_TASK ITEM_. Render every line of the items below as a numbered list, skipping blank lines and omitting the pictures.

------ DATASET EXCERPTS ------

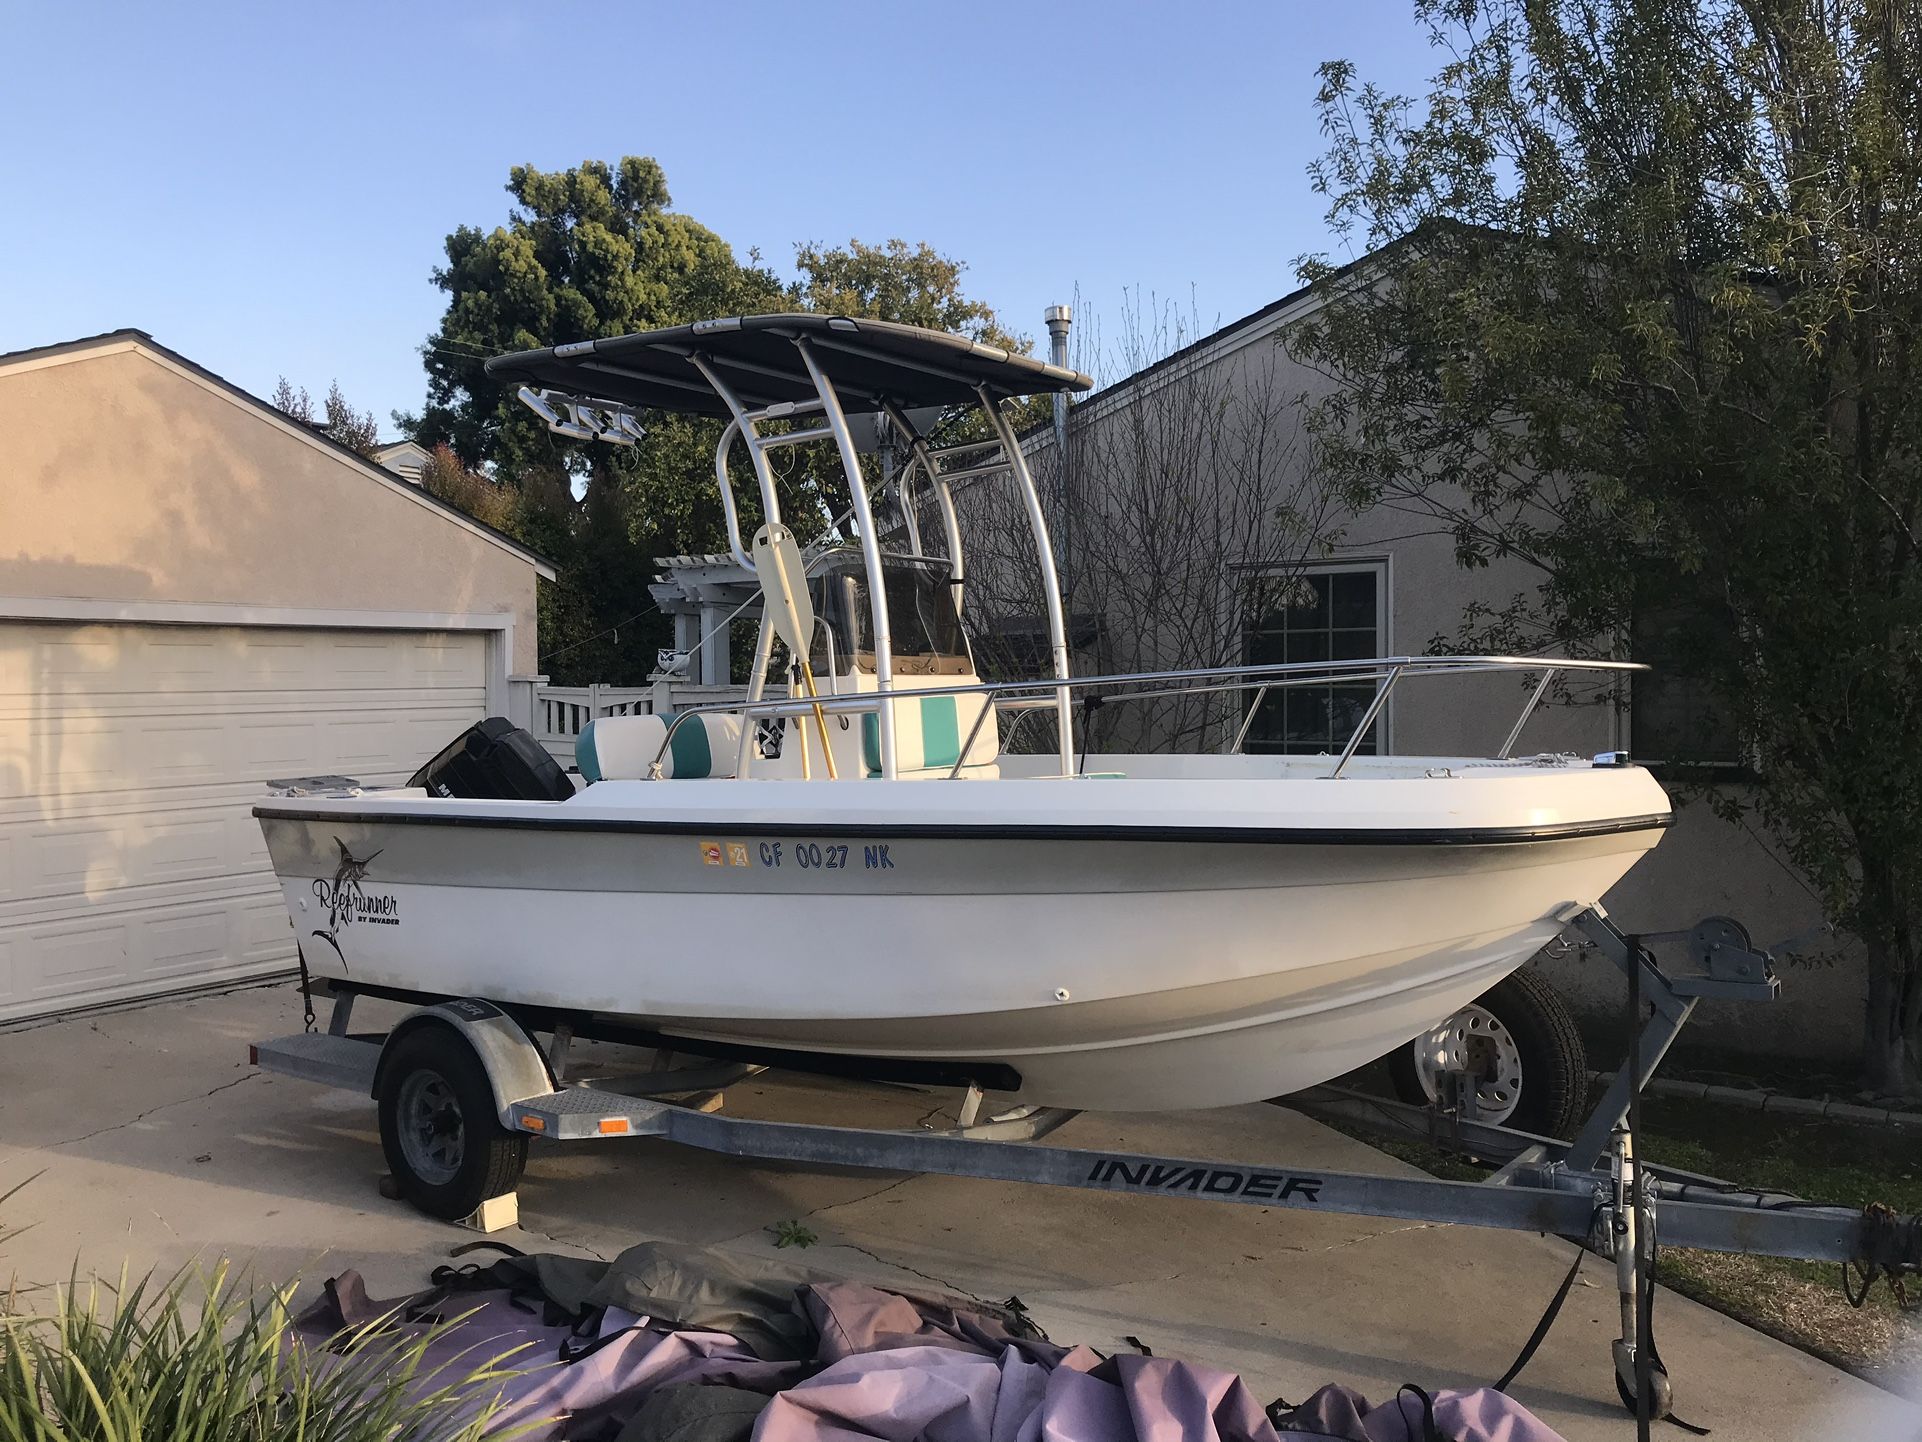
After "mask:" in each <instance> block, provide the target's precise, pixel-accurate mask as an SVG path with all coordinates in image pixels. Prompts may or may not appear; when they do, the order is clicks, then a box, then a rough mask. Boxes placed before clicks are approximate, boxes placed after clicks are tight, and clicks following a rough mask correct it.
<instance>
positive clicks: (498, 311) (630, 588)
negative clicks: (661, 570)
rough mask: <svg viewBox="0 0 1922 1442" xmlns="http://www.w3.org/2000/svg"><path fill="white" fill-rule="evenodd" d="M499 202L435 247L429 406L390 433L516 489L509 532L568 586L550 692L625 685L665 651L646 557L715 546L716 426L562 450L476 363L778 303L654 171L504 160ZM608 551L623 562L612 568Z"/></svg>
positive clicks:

------

_ANSWER BOX_.
1. After "mask:" in each <instance> block, provide the target's precise, pixel-accurate mask as an SVG path with all coordinates in image pixels. Prompts may or may not appear; when they do, the order is clicks, then a box, then a rough mask. Boxes placed before clicks are approximate, boxes placed after clicks are tight, and clicks following a rough mask correct it.
2. <instance>
3. positive clicks: (498, 311) (630, 588)
4. negative clicks: (661, 570)
5. rough mask: <svg viewBox="0 0 1922 1442" xmlns="http://www.w3.org/2000/svg"><path fill="white" fill-rule="evenodd" d="M499 202L435 247L429 406L390 433L516 489L509 532L568 586L550 692L625 685L665 651L646 557L715 546L716 426L562 450L476 363L778 303L654 171L504 160ZM608 551L623 562L612 568Z"/></svg>
6. positive clicks:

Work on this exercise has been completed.